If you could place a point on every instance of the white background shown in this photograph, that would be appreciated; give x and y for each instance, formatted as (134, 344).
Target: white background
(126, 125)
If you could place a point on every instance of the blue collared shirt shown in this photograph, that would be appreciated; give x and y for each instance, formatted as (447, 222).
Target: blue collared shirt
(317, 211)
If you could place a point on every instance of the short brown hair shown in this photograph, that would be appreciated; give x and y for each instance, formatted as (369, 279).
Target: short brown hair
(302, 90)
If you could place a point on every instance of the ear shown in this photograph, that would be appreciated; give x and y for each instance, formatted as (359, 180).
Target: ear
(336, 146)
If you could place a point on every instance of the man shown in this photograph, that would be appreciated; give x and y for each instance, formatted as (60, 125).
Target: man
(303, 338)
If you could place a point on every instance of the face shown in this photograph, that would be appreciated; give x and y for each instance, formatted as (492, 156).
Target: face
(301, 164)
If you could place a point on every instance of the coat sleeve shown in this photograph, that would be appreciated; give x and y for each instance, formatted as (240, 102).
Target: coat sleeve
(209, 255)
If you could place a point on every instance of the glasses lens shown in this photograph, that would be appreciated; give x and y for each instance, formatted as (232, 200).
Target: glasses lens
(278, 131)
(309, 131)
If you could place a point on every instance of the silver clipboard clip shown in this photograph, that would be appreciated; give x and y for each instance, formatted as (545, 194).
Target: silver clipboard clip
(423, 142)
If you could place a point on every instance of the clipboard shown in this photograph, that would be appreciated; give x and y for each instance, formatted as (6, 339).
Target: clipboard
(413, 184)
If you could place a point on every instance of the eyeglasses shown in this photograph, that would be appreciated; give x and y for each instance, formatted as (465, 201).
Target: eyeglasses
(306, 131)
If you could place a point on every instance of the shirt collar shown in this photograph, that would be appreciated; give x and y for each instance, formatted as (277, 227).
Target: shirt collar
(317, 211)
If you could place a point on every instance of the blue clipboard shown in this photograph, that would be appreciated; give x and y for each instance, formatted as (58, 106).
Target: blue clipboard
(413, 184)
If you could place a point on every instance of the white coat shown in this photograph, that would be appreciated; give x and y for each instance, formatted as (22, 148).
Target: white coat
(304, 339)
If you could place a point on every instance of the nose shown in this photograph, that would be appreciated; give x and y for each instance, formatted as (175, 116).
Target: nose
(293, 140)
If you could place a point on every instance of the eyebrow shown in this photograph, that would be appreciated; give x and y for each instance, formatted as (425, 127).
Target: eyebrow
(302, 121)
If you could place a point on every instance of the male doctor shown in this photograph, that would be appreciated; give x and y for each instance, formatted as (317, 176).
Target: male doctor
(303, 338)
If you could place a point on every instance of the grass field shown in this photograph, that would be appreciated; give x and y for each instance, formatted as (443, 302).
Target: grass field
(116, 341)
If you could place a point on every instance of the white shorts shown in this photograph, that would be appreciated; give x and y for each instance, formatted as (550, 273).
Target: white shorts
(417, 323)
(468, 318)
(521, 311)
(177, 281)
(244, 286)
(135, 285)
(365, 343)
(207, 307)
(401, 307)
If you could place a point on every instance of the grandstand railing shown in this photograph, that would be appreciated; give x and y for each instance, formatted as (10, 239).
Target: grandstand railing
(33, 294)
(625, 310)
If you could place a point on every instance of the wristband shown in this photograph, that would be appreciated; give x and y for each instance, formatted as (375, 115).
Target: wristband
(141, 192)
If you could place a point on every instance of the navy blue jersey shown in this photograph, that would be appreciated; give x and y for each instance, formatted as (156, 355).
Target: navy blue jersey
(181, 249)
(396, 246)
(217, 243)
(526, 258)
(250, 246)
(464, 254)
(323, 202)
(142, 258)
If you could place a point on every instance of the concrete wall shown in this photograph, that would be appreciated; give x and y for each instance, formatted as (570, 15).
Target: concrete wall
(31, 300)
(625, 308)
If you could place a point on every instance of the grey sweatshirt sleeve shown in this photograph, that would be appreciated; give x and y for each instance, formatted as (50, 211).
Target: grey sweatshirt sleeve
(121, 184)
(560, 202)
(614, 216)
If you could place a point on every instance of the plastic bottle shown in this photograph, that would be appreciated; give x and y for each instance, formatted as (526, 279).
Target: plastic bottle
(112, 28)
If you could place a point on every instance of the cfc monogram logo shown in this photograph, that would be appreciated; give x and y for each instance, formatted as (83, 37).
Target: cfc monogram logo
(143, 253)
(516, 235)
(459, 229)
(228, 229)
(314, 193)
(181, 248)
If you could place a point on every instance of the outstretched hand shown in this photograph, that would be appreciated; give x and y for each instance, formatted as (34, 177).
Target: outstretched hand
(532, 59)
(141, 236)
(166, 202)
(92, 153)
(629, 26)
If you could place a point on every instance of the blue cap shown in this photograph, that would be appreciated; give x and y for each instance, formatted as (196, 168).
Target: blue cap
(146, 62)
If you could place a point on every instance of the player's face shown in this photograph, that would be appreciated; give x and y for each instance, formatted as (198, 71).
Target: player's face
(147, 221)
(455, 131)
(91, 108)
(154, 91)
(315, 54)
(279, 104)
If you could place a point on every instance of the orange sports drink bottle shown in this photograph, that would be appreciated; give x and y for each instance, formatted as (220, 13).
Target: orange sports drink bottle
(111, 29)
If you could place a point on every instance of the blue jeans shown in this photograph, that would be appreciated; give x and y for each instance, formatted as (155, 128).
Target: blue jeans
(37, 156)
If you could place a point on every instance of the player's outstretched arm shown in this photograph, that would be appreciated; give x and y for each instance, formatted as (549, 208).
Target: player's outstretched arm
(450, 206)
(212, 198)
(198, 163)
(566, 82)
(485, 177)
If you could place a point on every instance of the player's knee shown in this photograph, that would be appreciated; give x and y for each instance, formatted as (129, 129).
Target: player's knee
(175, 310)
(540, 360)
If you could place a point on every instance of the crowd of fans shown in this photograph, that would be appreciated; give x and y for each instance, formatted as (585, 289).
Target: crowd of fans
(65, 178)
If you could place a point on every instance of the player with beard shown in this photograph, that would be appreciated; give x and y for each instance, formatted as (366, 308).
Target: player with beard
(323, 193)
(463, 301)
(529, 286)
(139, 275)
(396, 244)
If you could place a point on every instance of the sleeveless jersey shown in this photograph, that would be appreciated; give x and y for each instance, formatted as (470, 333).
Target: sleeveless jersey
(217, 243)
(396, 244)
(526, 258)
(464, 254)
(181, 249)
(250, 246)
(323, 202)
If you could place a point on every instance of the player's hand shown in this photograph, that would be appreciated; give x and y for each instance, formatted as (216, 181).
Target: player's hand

·····

Retype the listing from its first line onward, stopping after the line that contains "as (465, 201)." has been retyped in full.

If you could place a point on every instance of the white background shown in this photograph, that would be appreciated; give x and y for each instance, formatted as (134, 344).
Target: white background
(126, 125)
If you could place a point on every instance of the blue collared shirt shown in this photograph, that would be appreciated; give x and y for each instance, formatted as (447, 222).
Target: blue collared shirt
(317, 211)
If you could place a point on every instance of the short brown hair shown in this photograph, that would be appreciated; give x and y for each instance, formatted as (369, 279).
Target: short brown hair
(302, 90)
If you could place a point on every instance of the ear shown in this photograph, that would be appreciated; give x and y for each instance, formatted as (359, 180).
Target: ear
(336, 146)
If you could place a point on every instance of the man shown in this photograph, that would be appreciated; give x and y for each instance, formatted as (60, 125).
Target: man
(303, 338)
If you could place a point on every instance of the face shown in this photograph, that would be appreciated; give x and y for each instance, formatted as (492, 156).
Target: face
(301, 164)
If you could place a point on every instance of the coat sleeve shown in this photograph, that would be appreciated; give x and y for each instance, formatted as (240, 102).
Target: coat sleeve
(209, 255)
If you could place a point on every instance of the glasses lens shown in this photograph, that would be appreciated; give x and y for each instance, formatted as (232, 200).
Target: glasses lens
(278, 131)
(309, 131)
If you could place a point on every instance of the silver clipboard clip shown in this photograph, that would be appreciated; give x and y for each instance, formatted as (545, 194).
Target: silver clipboard clip
(423, 142)
If you could place a point on every instance of the clipboard shown in this photograph, that would be appreciated; give x and y for each instance, formatted as (6, 339).
Target: clipboard
(413, 184)
If you could place a point on every instance of the eyeglasses shown in this photograph, that would be appreciated; give x and y for each instance, formatted as (465, 201).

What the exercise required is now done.